BRIEF: Identify every line in the records that contains the word "arched" and copy each of those lines.

Stored dataset items:

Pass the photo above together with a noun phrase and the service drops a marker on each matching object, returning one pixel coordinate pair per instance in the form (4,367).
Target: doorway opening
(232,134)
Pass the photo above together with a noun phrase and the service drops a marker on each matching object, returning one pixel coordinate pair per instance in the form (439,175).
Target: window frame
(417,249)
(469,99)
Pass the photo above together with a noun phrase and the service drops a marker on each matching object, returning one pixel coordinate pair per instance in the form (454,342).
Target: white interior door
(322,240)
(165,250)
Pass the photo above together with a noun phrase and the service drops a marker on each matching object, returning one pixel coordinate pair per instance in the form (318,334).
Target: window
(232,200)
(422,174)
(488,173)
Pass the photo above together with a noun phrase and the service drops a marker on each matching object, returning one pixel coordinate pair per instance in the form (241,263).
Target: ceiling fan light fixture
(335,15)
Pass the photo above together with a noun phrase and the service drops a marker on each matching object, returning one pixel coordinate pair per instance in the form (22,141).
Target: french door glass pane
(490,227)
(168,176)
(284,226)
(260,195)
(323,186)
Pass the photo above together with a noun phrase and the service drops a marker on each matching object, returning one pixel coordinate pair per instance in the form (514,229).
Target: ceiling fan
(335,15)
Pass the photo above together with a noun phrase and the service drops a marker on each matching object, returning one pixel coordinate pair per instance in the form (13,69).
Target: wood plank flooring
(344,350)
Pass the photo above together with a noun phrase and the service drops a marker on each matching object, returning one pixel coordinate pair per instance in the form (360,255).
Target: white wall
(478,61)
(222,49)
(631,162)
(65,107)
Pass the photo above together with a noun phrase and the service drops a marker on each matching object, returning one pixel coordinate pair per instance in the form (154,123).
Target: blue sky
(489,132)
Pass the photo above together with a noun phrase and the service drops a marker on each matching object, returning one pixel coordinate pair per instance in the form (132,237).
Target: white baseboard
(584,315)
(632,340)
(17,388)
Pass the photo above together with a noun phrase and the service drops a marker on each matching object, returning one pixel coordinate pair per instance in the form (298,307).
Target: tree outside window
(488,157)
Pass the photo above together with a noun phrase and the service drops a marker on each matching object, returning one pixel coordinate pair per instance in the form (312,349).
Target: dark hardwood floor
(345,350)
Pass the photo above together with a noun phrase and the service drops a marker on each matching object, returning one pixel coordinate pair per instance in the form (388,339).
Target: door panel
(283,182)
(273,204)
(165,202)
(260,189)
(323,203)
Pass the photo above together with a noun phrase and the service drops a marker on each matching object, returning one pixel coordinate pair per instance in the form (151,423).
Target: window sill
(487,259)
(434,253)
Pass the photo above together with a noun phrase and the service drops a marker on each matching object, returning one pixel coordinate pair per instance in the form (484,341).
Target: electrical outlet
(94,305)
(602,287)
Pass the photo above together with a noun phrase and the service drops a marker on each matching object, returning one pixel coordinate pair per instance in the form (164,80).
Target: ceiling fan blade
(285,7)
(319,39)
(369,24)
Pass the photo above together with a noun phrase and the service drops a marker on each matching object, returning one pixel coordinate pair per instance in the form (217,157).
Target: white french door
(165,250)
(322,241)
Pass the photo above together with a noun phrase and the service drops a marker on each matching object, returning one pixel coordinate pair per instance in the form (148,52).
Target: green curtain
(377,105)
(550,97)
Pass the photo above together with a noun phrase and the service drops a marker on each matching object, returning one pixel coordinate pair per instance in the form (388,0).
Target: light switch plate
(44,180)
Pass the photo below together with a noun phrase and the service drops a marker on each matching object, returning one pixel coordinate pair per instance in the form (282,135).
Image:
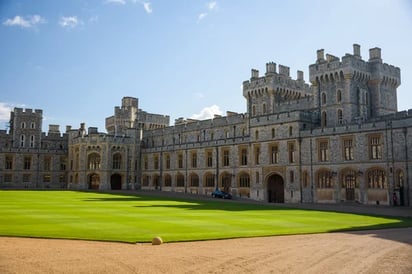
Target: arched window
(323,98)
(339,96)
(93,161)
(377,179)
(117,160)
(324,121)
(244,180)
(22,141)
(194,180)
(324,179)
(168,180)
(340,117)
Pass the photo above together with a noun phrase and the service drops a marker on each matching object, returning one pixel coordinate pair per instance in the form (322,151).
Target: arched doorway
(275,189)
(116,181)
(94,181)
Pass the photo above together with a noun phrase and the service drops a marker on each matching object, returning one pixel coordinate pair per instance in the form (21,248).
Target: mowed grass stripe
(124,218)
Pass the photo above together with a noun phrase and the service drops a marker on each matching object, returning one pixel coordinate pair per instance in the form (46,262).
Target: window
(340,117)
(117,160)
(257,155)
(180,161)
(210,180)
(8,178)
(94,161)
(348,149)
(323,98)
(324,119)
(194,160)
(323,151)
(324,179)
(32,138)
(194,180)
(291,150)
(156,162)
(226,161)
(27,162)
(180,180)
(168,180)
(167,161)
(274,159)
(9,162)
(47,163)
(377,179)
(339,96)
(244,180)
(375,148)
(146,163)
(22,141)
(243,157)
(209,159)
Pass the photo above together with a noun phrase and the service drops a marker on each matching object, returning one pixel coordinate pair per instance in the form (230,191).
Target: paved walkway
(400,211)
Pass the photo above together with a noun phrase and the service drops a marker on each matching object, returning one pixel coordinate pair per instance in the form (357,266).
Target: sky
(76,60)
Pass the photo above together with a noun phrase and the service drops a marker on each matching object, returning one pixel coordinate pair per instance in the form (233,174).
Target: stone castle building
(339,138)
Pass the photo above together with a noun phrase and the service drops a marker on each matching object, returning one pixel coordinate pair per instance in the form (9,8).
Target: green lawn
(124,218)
--
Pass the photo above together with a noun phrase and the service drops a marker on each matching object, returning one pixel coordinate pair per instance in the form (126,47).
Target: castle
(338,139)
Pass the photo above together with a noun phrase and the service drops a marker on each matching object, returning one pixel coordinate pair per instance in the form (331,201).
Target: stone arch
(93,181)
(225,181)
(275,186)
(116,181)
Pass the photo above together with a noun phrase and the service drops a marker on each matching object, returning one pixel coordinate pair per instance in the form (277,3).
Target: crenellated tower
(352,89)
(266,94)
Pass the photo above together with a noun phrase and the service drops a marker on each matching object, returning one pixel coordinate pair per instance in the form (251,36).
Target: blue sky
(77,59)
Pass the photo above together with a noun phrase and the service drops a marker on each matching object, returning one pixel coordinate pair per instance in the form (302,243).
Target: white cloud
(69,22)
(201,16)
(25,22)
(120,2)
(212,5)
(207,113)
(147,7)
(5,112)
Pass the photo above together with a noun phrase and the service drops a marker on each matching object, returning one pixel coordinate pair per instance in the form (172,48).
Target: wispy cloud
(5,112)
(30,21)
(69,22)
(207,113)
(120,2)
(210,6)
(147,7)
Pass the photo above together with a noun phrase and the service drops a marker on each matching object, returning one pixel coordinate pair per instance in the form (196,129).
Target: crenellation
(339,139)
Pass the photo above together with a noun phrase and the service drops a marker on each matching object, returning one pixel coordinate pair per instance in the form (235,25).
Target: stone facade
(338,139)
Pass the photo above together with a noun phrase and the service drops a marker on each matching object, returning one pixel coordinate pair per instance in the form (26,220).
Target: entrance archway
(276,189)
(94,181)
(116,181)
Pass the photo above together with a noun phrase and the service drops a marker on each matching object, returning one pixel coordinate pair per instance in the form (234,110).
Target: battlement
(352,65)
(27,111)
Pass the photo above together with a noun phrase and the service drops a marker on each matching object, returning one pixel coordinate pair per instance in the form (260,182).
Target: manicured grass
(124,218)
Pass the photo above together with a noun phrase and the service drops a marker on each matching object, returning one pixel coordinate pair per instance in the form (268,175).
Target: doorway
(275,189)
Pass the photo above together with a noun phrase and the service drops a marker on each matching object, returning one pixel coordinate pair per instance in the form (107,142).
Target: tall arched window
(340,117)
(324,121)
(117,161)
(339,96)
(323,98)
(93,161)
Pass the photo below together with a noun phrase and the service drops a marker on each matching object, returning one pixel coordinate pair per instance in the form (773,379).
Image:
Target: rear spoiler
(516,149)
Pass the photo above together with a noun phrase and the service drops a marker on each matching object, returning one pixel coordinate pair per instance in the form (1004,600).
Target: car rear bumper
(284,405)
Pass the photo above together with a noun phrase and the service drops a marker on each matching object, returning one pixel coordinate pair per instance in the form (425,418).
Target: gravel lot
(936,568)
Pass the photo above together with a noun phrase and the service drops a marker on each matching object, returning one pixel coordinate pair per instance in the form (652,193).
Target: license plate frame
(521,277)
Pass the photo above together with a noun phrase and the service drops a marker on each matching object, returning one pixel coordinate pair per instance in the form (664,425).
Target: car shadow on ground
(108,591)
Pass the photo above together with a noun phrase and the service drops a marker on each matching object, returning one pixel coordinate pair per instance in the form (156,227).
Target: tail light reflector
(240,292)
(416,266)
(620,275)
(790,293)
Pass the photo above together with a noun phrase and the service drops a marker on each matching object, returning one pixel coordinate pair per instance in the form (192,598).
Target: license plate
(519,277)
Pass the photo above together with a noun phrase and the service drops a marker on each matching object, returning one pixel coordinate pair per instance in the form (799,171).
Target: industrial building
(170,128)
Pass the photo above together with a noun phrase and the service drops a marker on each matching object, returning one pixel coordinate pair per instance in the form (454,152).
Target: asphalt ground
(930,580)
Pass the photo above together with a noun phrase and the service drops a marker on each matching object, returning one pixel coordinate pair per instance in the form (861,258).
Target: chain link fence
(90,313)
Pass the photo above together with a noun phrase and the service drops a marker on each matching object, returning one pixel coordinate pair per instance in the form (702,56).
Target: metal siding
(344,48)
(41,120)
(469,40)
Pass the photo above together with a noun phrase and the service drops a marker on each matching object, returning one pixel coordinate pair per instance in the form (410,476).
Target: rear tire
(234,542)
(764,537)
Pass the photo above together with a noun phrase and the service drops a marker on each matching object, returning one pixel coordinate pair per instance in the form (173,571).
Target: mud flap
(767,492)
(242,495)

FINISHED TASK:
Target: arched window
Target: arched doorway
Target: tall arched window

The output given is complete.